### Exercise aim
What is the number of lines in the following data that contain "strap"? Answer with the number alone.

### Region pointing data
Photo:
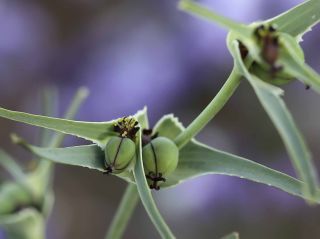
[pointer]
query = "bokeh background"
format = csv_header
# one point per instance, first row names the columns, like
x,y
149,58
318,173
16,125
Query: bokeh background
x,y
135,53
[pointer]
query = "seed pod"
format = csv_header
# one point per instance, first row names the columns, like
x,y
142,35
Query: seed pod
x,y
160,158
119,153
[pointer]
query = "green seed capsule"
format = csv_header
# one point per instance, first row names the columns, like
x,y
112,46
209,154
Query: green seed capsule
x,y
119,153
160,158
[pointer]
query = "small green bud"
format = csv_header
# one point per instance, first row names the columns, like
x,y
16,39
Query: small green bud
x,y
160,158
120,150
119,153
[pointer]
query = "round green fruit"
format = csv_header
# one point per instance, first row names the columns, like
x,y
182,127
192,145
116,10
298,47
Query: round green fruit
x,y
119,154
160,159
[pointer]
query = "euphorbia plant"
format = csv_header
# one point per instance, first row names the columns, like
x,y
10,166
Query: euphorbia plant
x,y
268,55
26,201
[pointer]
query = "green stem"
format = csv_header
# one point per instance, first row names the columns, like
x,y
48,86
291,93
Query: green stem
x,y
46,165
211,110
203,12
128,204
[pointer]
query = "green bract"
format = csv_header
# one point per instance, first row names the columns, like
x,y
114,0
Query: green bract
x,y
160,158
119,153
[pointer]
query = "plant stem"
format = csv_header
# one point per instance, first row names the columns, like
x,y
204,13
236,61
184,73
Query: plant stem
x,y
124,212
211,110
45,166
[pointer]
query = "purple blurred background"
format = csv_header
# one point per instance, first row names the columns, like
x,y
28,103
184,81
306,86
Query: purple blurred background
x,y
135,53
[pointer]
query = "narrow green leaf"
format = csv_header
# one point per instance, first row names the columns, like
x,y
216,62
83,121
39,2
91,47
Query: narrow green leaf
x,y
203,12
49,108
97,132
293,63
270,98
197,159
298,19
8,163
234,235
146,196
88,156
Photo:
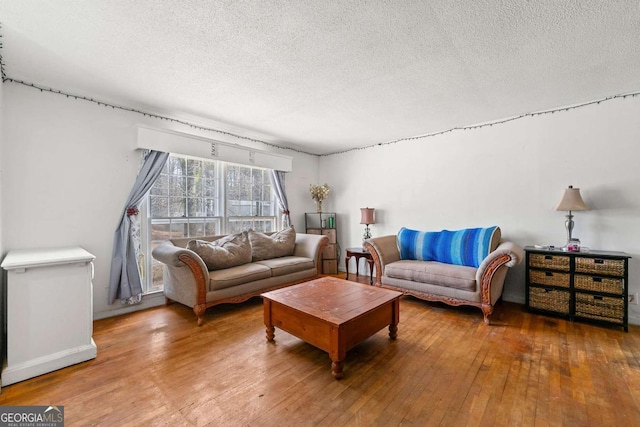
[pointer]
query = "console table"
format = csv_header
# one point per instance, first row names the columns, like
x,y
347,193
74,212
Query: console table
x,y
359,253
586,285
49,320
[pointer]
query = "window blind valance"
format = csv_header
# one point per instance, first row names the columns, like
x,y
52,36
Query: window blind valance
x,y
191,145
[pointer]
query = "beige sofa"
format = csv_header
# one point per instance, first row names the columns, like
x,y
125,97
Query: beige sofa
x,y
189,281
436,281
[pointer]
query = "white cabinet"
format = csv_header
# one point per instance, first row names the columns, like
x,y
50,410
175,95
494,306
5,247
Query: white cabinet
x,y
49,312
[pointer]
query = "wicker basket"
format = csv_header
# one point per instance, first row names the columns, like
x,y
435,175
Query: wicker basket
x,y
600,307
550,278
609,285
611,267
554,262
549,299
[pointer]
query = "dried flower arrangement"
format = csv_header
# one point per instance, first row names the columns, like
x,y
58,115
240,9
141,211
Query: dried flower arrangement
x,y
319,193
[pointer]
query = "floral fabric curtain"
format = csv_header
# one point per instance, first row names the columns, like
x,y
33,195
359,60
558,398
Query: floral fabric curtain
x,y
277,183
125,281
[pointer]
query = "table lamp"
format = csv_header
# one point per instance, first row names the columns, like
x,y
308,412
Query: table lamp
x,y
571,201
366,217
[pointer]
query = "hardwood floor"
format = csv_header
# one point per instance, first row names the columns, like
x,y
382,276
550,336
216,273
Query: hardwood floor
x,y
156,367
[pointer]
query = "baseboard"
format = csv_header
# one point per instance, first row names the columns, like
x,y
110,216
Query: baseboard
x,y
51,362
148,301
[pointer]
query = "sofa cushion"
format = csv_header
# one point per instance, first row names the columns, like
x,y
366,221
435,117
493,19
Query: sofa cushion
x,y
238,275
434,273
466,247
279,244
226,252
286,265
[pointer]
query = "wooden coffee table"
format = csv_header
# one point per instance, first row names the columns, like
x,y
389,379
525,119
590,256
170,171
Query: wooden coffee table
x,y
332,314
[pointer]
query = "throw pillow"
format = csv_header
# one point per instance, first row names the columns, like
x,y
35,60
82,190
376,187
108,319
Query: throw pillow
x,y
279,244
225,252
461,247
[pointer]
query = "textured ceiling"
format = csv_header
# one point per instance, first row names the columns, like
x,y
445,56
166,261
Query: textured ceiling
x,y
325,76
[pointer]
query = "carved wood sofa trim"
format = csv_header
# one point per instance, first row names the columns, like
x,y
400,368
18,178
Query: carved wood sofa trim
x,y
202,283
485,285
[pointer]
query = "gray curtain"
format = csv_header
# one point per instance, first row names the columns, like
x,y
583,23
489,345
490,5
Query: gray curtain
x,y
125,283
277,183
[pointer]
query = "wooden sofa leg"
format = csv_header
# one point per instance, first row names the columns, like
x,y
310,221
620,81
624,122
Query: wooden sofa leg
x,y
486,311
199,310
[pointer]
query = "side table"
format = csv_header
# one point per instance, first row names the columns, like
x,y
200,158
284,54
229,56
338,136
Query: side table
x,y
359,253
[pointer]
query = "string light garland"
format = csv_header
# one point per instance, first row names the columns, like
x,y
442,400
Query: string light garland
x,y
487,124
5,78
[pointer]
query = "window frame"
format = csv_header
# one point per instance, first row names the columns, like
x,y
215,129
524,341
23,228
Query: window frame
x,y
224,222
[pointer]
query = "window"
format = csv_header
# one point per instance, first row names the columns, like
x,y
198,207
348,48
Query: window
x,y
196,198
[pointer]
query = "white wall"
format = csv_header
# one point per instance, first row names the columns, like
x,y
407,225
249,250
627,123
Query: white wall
x,y
67,169
511,175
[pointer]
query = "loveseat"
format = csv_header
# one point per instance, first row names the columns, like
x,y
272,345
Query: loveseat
x,y
204,272
431,265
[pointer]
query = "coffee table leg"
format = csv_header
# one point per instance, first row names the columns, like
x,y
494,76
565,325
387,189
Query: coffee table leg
x,y
271,333
395,319
393,331
336,369
268,323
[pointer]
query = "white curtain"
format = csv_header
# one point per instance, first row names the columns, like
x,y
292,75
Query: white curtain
x,y
277,183
125,283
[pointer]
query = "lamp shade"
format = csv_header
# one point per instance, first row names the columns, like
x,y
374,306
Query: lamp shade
x,y
366,216
572,201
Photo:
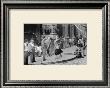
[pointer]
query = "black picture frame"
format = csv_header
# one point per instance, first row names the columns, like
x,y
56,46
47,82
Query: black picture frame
x,y
6,5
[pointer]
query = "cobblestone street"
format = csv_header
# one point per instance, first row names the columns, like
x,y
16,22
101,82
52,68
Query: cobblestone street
x,y
68,58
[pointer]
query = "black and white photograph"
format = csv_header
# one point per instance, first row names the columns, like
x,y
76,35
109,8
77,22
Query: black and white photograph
x,y
55,44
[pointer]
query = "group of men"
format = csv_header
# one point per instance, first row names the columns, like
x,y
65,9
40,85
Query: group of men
x,y
50,47
30,51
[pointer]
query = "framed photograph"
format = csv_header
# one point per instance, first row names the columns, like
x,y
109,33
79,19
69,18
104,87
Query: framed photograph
x,y
55,44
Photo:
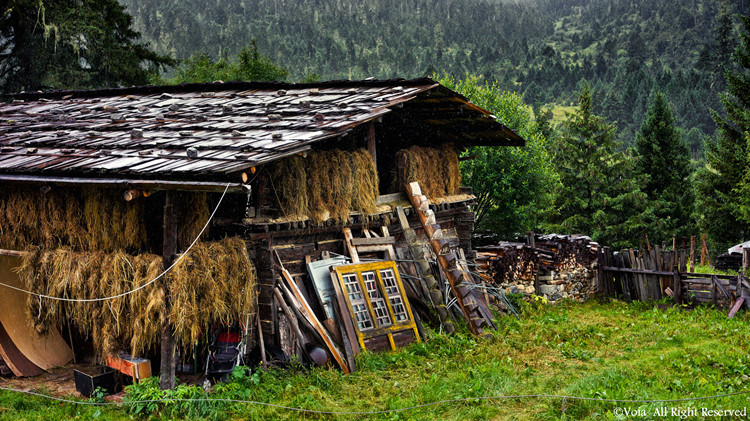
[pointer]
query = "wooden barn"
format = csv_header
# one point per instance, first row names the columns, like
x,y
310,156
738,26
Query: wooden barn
x,y
329,217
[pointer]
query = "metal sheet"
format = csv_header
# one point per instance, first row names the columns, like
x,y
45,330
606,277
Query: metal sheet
x,y
320,274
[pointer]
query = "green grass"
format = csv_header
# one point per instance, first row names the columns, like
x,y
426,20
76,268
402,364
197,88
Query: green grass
x,y
596,349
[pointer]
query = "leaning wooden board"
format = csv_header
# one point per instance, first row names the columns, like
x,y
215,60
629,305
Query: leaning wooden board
x,y
307,312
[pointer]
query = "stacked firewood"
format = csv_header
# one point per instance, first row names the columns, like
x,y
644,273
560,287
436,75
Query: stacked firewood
x,y
555,266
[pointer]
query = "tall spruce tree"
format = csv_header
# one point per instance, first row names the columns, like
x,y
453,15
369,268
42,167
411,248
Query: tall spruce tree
x,y
599,195
719,184
72,44
664,158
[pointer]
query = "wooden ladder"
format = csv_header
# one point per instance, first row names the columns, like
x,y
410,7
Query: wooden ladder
x,y
474,310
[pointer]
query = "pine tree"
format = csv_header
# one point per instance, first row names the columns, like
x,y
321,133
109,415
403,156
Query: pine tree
x,y
719,184
664,159
599,192
72,44
725,180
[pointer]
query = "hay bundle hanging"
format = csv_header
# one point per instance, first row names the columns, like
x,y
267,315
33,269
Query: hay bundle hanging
x,y
83,275
214,283
436,170
326,185
191,218
288,179
94,219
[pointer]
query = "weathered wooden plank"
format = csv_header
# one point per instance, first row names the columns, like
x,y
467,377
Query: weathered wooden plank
x,y
735,308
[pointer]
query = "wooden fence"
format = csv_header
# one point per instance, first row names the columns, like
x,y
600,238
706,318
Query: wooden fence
x,y
647,275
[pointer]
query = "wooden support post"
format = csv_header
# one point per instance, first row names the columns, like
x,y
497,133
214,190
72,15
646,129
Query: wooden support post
x,y
704,250
371,143
692,253
263,359
169,251
677,286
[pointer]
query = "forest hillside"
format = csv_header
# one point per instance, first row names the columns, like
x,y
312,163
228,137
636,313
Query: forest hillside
x,y
543,49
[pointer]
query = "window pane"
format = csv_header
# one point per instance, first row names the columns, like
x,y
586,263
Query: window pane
x,y
362,316
376,299
394,295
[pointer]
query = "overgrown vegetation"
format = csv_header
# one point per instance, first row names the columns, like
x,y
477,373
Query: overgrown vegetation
x,y
596,349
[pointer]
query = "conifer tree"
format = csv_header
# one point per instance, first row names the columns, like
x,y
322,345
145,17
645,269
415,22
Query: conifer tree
x,y
72,44
599,193
719,183
726,176
664,158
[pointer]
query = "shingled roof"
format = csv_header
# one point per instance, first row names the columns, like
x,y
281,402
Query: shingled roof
x,y
208,132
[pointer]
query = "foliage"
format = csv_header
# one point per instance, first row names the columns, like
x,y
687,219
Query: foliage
x,y
664,160
541,48
611,350
599,192
722,184
72,44
249,65
514,185
146,398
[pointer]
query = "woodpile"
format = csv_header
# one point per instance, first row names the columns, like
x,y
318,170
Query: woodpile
x,y
554,266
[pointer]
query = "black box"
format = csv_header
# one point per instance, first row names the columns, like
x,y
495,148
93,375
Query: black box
x,y
106,378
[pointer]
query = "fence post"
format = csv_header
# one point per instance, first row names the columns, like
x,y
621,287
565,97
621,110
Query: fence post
x,y
677,287
692,253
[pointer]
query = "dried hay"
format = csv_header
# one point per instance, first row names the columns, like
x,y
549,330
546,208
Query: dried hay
x,y
192,212
289,184
326,185
436,170
89,218
214,283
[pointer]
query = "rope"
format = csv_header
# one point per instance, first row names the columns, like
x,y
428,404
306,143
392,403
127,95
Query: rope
x,y
384,411
88,300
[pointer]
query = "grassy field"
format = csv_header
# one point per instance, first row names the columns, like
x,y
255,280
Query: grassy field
x,y
609,350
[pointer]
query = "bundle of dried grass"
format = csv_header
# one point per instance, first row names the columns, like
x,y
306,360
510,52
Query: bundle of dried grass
x,y
436,170
81,275
289,185
214,283
95,219
326,185
192,214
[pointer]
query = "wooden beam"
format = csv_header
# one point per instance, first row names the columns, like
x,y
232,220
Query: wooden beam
x,y
372,143
307,312
373,241
203,186
736,307
13,253
169,251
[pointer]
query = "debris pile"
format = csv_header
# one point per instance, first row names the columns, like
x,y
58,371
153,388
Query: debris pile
x,y
554,266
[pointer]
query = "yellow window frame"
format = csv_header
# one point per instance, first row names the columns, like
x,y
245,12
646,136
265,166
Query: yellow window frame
x,y
377,330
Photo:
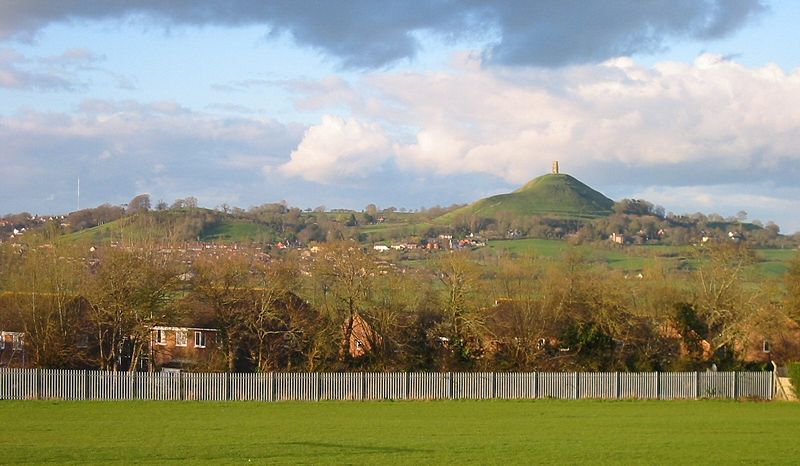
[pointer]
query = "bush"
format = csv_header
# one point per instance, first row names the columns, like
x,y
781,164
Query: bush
x,y
794,376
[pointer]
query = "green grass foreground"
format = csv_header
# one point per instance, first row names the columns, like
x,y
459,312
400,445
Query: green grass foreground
x,y
473,432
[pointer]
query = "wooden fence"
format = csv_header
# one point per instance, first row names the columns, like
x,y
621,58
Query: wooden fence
x,y
21,384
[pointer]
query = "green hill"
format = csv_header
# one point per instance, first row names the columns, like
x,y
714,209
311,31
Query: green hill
x,y
560,196
179,225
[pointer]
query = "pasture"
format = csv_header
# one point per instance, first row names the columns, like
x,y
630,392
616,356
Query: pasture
x,y
442,432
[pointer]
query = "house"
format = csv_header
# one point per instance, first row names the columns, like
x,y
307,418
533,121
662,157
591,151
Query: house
x,y
12,349
362,338
618,238
181,347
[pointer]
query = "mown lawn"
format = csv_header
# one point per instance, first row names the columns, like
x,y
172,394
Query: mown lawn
x,y
443,432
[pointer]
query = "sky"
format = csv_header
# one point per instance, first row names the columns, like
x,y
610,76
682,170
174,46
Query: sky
x,y
690,104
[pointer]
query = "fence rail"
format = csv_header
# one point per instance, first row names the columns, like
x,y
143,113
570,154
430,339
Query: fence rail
x,y
21,384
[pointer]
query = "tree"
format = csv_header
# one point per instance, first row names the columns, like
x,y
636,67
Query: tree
x,y
130,292
140,203
725,306
221,284
343,274
44,299
461,299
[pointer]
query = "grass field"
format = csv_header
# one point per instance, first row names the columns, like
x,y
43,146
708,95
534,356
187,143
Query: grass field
x,y
445,432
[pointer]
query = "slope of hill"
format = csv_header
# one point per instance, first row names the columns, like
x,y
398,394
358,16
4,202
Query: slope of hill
x,y
178,225
561,196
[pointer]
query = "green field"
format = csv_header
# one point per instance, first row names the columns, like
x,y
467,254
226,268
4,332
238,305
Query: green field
x,y
443,432
769,262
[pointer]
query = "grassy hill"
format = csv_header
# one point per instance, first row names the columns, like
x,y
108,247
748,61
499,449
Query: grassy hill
x,y
560,196
178,225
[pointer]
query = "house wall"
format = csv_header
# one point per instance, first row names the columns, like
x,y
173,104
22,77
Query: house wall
x,y
172,355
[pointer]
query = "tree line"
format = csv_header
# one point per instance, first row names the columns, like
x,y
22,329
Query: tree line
x,y
479,310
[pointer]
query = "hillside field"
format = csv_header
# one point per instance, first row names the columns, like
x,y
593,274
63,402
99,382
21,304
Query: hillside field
x,y
442,432
632,258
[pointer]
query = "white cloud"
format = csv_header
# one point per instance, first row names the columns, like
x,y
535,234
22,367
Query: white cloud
x,y
339,149
713,115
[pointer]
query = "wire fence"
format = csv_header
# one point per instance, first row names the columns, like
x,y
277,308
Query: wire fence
x,y
22,384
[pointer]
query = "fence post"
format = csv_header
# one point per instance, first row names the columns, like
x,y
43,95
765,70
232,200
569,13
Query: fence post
x,y
450,382
575,385
658,385
227,386
38,383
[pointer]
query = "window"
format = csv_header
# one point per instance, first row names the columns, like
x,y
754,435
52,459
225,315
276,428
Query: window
x,y
180,337
199,340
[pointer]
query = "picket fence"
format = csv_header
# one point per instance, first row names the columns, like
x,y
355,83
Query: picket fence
x,y
20,384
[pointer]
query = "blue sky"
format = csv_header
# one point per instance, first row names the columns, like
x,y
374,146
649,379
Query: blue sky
x,y
689,104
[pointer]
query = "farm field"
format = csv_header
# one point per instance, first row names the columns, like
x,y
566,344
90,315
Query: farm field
x,y
769,262
445,432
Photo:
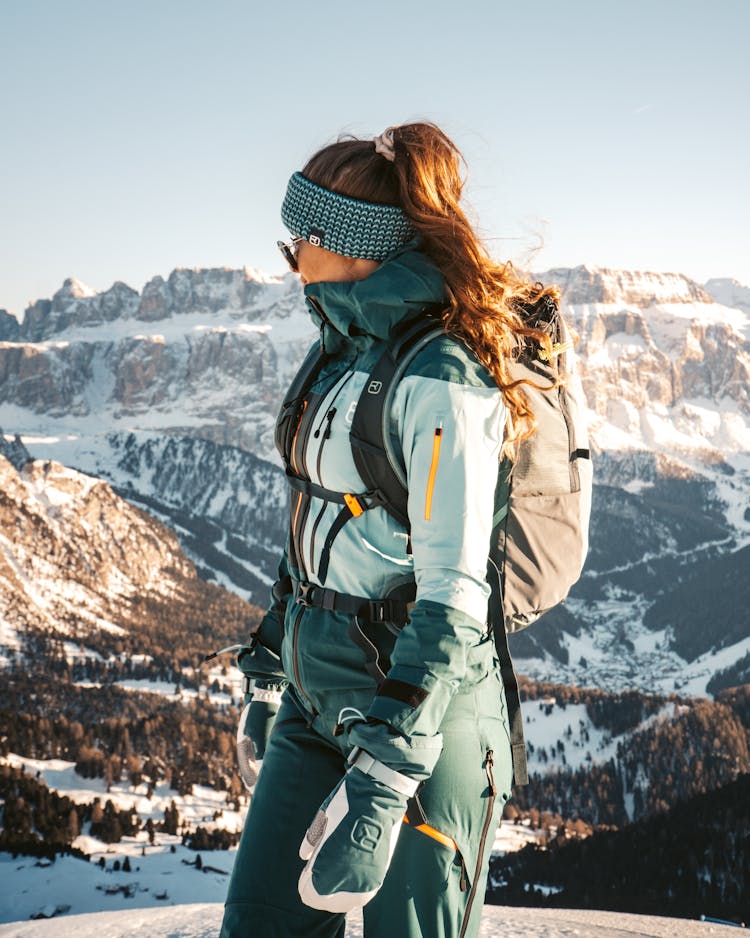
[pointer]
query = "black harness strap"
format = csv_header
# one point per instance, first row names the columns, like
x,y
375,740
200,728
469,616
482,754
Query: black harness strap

### Response area
2